*SOURCE EXCERPT:*
▼

Figure 1 shows the rate of Australian waste generation compared to Gross Value Added (GVA) and population growth. From 1997 to 2012 the population rose by 22%, Gross Value Added increased by 64% and waste generation in Australia has increased by 145%.

Figure 1,

Graph Image for Waste generation, Population and GVA, 1997-2012


Waste Generation by Industry and Households
  • During 2009-10, 53.7 million tonnes of waste was generated within the Australian economy, including imports.
  • The Construction industry generated the largest volume of waste with over 16.5 million tonnes, representing 31% of the total waste generated during 2009-10.
  • The largest volume of waste generated by industry and households was masonry materials, which accounted for 37% (19.8 million tonnes) of the total waste generated in 2009-10. Organic waste was the second largest generator by type, representing 24% (12.8 million tonnes) followed by paper and cardboard with 12% (6.4 million tonnes).
  • In 2010 the number of households in Australia was estimated to be 8.4 million with an average household consisting of 2.6 persons. Each household in Australia is estimated to produce almost 1.5 tonnes of waste each year for a total of 12.4 million tonnes.
  • Nearly half (47%) of all waste from households was organic waste and almost a quarter (23%) was paper and cardboard waste.
  • Over a third of Australians (35%) always compost or recycle garden waste and 23% always compost or recycle kitchen or food waste.
  • Almost 97% of households recycled and 73% reused consumed items. The most common items recycled or reused were paper and cardboard, glass, plastic bottles or containers and aluminium or steel cans. The most common way for households to recycle these items was to have the items collected from the house through kerbside bin collections.
Figure 2 Summary of waste generated and waste services provided, 2009-10
Diagram: Figure 2 Summary of waste generated and waste services provided, 2009–10


Note:

Disposal - Waste that is buried in landfill or incinerated or any other permanent form of removing waste that is not recovered or reused in any way. For facilities other than landfill, quantities disposed refer to waste that is sent to disposal facilities operated by either the same or a different organisation.

Recovery - The process of extracting materials or energy from a waste stream through re-use (using the product for the same or a different purpose without further production), recycling or recovering energy from waste.


Waste Management

Most waste is managed by the Waste Management Services Industry. This includes those businesses whose main activity is waste management as defined by the Australian and New Zealand Industry Classification (ANZSIC) 2006 (ANZSIC Division D, subdivision 29) and waste management activities of local government. Waste that is managed/treated by non-waste management businesses and exports of waste are also covered.

▲

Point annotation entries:

▼

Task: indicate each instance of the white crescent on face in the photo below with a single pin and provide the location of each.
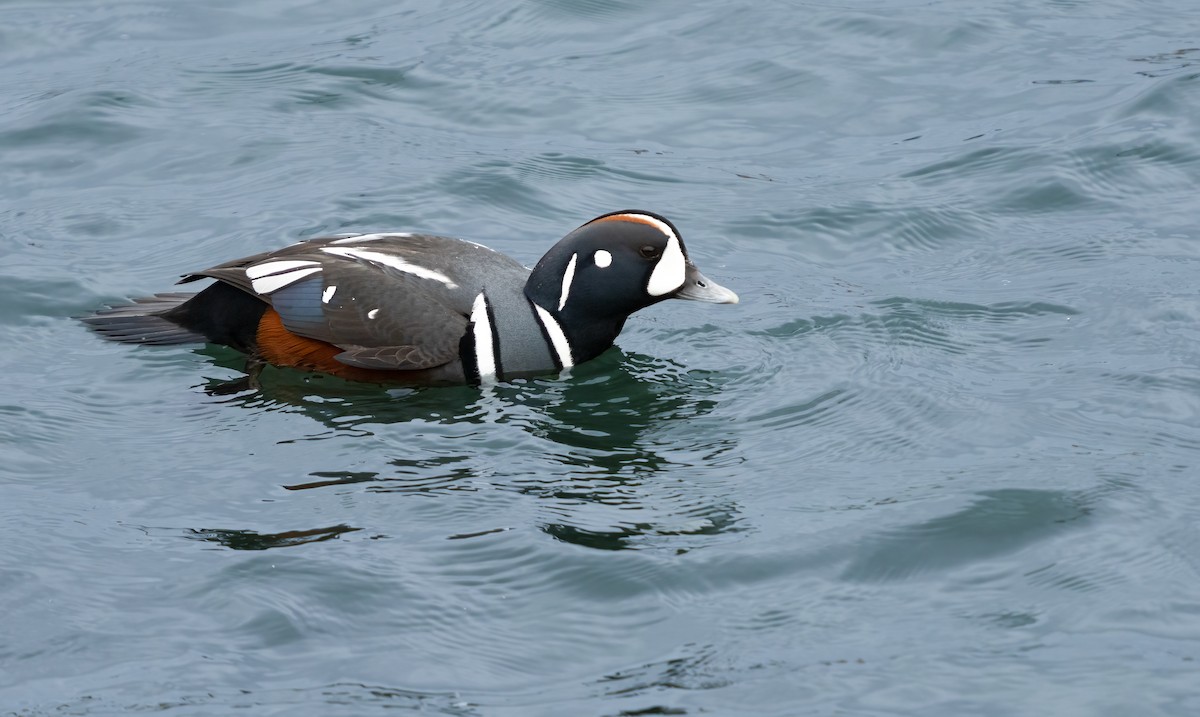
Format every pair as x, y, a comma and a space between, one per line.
670, 272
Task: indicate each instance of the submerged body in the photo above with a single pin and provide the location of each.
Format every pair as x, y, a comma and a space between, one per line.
425, 309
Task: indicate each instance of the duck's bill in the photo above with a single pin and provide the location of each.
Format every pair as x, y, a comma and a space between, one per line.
696, 287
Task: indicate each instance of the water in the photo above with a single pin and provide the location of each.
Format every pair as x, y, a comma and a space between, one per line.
941, 461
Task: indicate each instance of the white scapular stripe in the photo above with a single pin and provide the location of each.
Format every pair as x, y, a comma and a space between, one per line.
261, 270
390, 261
275, 282
557, 338
358, 238
485, 347
671, 270
567, 282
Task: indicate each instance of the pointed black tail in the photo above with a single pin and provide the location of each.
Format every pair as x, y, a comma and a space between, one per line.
143, 321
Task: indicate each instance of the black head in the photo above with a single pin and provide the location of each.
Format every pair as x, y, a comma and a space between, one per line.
607, 269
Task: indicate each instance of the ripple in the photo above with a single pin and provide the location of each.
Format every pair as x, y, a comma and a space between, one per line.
999, 522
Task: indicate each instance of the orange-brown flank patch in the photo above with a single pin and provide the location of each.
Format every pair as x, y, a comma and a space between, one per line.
280, 347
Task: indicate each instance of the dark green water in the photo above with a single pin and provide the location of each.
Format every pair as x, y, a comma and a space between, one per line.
941, 461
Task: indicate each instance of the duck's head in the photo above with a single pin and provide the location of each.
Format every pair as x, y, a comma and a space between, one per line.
615, 265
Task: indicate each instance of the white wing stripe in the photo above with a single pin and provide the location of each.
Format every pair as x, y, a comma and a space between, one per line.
390, 261
275, 282
261, 270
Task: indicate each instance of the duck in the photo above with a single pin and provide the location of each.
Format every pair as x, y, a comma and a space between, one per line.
421, 308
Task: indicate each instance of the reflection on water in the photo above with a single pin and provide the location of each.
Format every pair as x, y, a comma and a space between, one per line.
249, 540
591, 449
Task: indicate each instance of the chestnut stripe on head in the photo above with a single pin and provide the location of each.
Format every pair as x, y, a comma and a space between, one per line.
670, 272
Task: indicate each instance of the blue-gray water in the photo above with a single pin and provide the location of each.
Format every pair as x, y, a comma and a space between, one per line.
941, 461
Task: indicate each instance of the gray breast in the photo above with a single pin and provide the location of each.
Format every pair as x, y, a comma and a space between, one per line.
519, 338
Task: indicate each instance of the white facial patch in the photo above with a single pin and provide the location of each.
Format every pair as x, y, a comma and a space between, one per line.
567, 282
390, 261
671, 270
485, 345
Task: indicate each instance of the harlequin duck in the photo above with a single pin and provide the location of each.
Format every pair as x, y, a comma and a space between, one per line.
418, 308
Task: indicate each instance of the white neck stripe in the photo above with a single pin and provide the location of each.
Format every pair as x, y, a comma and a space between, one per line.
485, 344
567, 282
557, 338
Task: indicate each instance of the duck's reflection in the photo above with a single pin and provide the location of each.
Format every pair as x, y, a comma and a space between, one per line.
612, 452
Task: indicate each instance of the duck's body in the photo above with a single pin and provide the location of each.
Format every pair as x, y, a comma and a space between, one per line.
425, 309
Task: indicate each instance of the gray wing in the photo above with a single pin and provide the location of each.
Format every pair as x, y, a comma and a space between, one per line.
371, 299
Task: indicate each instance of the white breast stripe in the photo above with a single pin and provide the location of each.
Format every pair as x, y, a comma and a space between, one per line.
567, 282
390, 261
277, 281
670, 272
261, 270
485, 347
557, 338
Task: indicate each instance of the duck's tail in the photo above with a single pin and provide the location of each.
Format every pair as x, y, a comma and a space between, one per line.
144, 321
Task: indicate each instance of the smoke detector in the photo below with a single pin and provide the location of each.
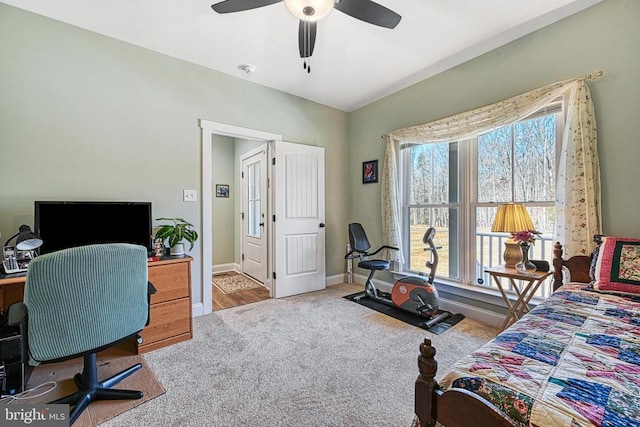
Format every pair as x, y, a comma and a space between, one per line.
247, 68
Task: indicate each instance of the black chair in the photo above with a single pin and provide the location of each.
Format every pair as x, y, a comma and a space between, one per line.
78, 302
359, 247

▲

*EXERCISE GOAL:*
Decide whether each statement agrees with the passage on Australian waste, answering yes or no and quoting the passage words that settle it.
1. The Construction industry generated more waste than any other industry in 2009-10.
2. Paper and cardboard made up nearly half of all household waste.
3. From 1997 to 2012, waste generation in Australia grew faster than the population.

*EXERCISE OUTPUT:*
1. Yes: "The Construction industry generated the largest volume of waste with over 16.5 million tonnes"
2. No: "Nearly half (47%) of all waste from households was organic waste"
3. Yes: "the population rose by 22%, Gross Value Added increased by 64% and waste generation in Australia has increased by 145%"